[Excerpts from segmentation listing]

== == ==

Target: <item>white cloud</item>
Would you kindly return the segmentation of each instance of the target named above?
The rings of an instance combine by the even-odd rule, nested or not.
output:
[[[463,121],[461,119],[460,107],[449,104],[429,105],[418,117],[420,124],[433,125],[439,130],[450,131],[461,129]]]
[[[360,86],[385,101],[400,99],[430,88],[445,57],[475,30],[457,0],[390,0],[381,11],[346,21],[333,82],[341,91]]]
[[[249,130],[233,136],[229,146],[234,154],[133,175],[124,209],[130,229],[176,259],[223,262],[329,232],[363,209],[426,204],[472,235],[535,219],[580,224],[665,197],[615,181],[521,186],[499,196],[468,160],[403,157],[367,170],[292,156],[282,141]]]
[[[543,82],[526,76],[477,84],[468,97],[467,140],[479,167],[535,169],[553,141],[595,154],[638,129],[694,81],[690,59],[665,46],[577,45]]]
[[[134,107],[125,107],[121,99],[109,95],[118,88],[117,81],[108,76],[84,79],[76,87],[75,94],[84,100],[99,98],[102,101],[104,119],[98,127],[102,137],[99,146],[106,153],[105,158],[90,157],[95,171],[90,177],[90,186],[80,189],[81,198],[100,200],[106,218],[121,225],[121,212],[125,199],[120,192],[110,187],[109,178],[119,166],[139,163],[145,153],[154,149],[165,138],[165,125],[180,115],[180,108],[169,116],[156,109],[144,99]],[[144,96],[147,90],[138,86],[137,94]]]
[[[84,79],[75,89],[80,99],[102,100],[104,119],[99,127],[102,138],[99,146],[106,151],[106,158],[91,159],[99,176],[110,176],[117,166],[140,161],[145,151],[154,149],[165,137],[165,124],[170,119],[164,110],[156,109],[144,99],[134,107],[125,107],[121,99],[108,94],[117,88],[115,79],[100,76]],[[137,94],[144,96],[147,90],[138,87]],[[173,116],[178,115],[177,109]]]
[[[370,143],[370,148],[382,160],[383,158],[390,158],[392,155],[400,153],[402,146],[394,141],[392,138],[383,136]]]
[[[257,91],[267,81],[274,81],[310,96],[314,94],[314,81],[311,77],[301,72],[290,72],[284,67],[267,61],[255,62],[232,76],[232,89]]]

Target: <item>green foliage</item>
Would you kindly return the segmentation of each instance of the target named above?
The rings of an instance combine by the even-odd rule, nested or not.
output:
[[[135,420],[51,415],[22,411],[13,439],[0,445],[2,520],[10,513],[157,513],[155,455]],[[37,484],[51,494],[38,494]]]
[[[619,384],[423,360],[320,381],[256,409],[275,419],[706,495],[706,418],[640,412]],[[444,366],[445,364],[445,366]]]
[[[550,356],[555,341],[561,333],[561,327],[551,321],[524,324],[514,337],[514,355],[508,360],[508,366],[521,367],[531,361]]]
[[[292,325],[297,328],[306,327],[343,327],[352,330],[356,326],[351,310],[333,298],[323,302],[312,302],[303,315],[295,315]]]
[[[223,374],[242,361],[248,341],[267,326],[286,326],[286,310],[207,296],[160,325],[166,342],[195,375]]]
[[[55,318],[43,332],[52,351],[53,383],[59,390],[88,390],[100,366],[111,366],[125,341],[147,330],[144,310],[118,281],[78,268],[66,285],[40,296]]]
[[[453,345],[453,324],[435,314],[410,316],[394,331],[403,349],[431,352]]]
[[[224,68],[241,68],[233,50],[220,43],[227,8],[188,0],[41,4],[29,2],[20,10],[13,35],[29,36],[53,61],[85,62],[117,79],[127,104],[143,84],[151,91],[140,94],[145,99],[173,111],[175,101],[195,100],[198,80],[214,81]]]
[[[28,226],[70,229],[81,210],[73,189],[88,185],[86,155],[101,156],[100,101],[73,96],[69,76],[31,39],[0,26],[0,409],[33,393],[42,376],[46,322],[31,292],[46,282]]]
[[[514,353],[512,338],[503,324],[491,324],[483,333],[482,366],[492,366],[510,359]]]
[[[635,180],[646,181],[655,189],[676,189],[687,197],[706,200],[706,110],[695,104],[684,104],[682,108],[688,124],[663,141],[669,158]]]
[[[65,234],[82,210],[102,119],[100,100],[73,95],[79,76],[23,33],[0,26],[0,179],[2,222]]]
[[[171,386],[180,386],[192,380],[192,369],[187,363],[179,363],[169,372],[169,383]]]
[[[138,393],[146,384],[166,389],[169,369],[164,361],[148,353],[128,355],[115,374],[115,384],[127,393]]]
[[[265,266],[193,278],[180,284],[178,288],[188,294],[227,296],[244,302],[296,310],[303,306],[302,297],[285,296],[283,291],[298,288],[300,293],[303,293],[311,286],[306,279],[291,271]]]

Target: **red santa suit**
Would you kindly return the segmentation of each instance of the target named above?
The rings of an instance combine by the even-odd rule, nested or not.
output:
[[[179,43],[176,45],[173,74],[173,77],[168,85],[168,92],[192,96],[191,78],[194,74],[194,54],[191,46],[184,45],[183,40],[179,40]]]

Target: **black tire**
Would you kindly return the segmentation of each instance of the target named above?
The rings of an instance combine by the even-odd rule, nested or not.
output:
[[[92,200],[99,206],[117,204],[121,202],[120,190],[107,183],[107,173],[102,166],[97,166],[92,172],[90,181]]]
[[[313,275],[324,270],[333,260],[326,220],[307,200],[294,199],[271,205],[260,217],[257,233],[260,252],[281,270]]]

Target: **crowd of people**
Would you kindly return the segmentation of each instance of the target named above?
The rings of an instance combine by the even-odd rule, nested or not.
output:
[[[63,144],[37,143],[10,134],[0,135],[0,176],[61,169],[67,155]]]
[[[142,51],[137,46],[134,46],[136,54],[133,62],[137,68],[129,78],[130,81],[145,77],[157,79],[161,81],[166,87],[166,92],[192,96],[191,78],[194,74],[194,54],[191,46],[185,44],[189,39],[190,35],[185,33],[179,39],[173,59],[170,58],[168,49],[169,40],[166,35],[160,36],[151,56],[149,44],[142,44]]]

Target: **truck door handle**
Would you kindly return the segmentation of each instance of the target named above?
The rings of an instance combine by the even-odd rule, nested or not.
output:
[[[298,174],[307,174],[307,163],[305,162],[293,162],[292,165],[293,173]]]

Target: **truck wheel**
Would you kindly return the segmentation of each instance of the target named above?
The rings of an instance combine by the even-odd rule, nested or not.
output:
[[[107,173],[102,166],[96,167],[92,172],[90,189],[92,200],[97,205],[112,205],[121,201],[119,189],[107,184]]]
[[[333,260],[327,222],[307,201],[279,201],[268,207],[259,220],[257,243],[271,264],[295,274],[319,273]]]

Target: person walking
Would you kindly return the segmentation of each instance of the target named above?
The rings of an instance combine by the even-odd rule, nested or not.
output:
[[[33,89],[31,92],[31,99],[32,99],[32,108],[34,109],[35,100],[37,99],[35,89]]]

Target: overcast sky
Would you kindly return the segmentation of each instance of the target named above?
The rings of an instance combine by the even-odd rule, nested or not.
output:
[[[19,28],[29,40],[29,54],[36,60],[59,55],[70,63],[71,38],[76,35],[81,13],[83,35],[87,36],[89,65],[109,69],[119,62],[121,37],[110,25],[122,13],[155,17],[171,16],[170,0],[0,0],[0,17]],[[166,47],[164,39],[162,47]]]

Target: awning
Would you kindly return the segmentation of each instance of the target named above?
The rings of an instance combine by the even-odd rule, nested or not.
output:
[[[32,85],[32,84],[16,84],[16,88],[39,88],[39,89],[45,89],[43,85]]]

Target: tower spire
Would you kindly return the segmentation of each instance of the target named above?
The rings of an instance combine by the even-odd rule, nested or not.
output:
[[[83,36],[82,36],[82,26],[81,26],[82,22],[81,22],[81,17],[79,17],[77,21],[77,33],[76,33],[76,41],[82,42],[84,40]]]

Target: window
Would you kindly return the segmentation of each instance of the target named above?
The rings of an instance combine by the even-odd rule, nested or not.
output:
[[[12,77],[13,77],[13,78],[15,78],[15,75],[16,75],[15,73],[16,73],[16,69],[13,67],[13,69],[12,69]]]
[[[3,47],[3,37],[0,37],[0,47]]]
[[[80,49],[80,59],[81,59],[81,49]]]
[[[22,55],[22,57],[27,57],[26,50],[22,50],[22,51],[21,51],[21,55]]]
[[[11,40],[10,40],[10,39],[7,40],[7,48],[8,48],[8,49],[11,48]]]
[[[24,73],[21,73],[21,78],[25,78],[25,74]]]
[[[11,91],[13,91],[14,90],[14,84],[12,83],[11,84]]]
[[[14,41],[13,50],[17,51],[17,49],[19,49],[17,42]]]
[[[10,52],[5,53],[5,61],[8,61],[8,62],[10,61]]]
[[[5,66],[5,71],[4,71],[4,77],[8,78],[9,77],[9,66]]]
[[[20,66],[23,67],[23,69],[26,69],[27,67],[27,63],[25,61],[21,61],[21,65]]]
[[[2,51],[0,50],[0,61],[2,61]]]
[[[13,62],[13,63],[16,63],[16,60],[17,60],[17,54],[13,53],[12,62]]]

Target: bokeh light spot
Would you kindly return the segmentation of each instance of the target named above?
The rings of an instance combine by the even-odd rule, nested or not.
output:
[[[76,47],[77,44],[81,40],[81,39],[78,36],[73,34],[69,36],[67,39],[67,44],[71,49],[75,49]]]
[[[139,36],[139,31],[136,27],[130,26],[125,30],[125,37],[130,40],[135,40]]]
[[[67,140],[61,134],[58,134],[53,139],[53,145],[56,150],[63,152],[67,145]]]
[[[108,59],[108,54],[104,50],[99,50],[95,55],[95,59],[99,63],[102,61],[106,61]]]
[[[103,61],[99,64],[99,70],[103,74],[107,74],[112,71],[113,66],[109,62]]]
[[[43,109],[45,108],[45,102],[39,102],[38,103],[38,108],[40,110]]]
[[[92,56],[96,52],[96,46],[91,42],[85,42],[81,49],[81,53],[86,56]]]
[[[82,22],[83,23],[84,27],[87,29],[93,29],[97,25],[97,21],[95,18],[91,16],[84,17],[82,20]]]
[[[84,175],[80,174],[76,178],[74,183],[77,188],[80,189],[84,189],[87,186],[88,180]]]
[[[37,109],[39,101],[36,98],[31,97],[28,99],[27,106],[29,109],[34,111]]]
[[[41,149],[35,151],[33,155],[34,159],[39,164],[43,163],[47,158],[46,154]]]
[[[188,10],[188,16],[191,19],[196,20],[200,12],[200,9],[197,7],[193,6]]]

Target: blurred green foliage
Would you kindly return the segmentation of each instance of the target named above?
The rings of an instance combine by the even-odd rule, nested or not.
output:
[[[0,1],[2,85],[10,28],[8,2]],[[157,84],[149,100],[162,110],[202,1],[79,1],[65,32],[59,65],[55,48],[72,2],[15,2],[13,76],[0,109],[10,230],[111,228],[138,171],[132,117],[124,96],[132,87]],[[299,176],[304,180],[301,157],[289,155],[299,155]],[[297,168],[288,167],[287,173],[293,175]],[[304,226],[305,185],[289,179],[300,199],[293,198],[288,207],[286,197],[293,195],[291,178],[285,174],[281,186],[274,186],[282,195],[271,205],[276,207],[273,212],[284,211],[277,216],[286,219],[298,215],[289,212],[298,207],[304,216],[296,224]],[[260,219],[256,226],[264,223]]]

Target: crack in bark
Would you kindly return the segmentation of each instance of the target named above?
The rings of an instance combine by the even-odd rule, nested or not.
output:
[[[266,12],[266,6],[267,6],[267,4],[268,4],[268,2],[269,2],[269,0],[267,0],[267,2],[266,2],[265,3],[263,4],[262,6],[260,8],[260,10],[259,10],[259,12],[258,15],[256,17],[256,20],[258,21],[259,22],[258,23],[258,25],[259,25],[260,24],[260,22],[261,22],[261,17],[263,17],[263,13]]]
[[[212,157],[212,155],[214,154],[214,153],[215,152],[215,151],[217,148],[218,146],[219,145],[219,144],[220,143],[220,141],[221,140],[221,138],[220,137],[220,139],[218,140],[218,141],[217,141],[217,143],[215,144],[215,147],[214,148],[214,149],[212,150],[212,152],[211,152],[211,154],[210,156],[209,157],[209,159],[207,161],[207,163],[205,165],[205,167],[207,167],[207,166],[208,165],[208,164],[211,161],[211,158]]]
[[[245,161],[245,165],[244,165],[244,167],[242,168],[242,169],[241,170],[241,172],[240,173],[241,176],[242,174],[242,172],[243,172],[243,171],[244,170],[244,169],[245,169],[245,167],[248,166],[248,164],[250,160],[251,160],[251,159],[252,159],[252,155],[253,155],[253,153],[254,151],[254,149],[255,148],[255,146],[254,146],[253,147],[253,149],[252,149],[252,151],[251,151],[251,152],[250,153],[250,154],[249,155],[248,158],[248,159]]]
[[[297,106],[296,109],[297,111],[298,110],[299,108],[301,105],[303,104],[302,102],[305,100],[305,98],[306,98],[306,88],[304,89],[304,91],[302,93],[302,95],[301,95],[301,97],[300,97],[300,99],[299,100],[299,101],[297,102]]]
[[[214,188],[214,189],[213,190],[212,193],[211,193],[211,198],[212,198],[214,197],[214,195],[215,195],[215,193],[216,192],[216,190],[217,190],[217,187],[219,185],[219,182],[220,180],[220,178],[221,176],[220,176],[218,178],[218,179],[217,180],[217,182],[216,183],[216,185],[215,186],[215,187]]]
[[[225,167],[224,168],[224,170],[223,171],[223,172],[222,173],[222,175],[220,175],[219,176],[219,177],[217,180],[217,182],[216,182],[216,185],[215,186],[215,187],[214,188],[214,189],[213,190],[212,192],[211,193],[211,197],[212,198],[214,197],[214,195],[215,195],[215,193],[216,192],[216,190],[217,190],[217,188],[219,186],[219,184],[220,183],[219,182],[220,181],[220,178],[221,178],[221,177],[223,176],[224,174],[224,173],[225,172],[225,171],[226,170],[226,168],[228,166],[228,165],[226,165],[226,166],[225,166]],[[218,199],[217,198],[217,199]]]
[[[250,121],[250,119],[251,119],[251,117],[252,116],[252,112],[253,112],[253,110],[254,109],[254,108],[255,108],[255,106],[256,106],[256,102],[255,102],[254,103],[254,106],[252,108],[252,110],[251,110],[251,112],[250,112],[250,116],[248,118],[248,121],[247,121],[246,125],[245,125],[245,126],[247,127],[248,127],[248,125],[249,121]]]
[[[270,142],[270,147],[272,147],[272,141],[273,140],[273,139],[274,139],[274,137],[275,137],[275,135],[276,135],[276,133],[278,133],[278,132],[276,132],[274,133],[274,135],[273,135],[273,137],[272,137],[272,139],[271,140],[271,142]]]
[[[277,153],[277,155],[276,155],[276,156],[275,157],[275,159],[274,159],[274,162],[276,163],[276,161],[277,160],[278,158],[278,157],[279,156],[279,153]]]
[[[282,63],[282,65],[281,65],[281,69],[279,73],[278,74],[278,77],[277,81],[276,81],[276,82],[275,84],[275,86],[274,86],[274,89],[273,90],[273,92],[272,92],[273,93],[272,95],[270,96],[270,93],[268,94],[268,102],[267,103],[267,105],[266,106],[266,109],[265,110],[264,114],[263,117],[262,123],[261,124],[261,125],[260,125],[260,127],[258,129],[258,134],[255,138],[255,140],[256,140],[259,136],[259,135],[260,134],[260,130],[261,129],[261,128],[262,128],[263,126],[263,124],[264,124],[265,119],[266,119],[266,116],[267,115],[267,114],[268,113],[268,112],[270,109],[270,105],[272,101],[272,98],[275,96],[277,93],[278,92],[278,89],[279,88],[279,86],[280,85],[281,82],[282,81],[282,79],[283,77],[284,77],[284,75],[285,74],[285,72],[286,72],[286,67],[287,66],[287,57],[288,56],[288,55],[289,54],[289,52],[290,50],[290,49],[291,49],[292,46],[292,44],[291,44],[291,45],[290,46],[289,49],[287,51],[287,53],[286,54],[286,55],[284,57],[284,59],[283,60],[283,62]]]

== == ==

→ **Given task**
Copy the listing from the line with "Target: **crowd of people**" up to and including the line with "[[[63,144],[37,143],[10,134],[0,135],[0,176],[61,169],[67,155]]]", swapping "kindly" for "please" and keeping everything else the same.

→ **Solution to this problem**
Target: **crowd of people**
Would you please return the segmentation of each instance of the target named above?
The rings of an instance combine by the even-odd rule, nested or not.
output:
[[[63,144],[37,143],[10,134],[0,135],[0,176],[61,169],[67,155]]]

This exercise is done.